---------- Texte extrait

Sur l'appel interjeté par Agfa, la cour de ce siège a confirmé le jugement entrepris en presque toutes ses dispositions notamment celles qui déboutaient Agfa et la condamnaient - et, y ajoutant, a dit que SMS était débitrice de 3 781,95 euro au titre de quatre factures impayées, qu'Agfa n'avait pas exécuté le jugement en ce qui concerne la remise de 25 % et qu'il devrait en être tenu compte lors de l'établissement des comptes, qu'Agfa devait payer une indemnité complémentaire de 20 000 euro sur le fondement de l'article 700 du Code de procédure civile.
Les demandes reconventionnelles de SMS et DMC fondées sur un préjudice d'image et financier, pour 50 000 euro chacune, ont été rejetées.
Agfa s'est pourvue en cassation. SMS et DMC ont formé un pourvoi incident.
Par arrêt en date du 31 mars 2009, la Cour de cassation a cassé partiellement l'arrêt du 18 septembre 2007 et renvoyé devant la Cour d'appel de Versailles autrement composée.
Les parties ont à nouveau conclu, Agfa le 22 février 2010 et SMS et DMC le 25 février 2010.

--------------------

Consigne: D'après l'extrait, à quelle date la Cour de cassation a-t-elle rendu son arrêt ? Répondez en une phrase, s'il vous plaît. Le matériel qui suit n'est pas nécessaire.

---------- Entrées répertoriées

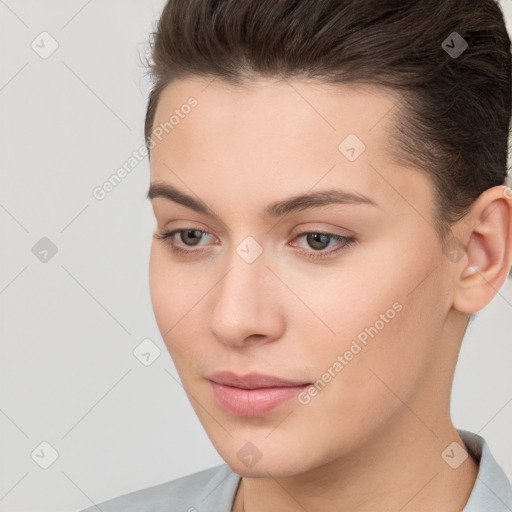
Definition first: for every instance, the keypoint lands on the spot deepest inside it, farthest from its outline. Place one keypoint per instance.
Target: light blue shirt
(214, 489)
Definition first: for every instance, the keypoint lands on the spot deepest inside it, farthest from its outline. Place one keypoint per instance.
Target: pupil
(193, 233)
(313, 240)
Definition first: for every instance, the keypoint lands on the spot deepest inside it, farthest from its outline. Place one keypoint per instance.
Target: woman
(328, 180)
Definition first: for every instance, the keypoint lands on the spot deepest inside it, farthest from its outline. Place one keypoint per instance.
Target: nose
(246, 305)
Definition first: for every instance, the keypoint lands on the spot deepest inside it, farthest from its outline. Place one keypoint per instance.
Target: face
(329, 292)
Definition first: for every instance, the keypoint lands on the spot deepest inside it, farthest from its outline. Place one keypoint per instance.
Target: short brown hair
(454, 112)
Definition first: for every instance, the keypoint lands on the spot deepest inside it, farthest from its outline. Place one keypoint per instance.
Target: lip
(253, 394)
(252, 380)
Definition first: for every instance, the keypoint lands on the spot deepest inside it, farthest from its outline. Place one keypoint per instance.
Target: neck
(394, 472)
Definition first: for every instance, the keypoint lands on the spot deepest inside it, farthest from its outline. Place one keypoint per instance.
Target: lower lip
(253, 402)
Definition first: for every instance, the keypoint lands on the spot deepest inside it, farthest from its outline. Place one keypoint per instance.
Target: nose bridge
(245, 301)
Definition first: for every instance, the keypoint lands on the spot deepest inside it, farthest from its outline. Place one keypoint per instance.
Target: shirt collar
(492, 491)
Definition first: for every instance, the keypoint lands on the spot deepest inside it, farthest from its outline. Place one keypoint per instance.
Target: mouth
(253, 394)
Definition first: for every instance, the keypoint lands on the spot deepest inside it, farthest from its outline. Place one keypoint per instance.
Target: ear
(488, 235)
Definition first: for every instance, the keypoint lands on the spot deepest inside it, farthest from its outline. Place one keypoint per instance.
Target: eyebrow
(281, 208)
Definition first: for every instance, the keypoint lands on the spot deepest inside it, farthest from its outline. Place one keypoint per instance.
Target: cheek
(176, 300)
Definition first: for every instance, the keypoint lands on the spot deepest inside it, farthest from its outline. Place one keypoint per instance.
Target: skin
(372, 438)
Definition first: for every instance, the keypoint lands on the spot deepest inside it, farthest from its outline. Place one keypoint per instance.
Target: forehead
(273, 136)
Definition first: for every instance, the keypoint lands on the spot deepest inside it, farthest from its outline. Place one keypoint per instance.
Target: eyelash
(167, 238)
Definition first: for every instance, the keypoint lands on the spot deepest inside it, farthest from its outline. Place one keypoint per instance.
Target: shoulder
(212, 486)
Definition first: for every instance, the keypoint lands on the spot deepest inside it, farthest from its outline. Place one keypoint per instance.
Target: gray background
(69, 325)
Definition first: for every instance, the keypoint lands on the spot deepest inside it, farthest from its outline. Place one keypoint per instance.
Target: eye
(186, 235)
(315, 239)
(319, 240)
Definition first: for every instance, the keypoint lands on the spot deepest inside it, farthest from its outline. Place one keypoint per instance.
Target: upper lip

--------------------

Réponse: La Cour de cassation a rendu son arrêt le 31 mars 2009.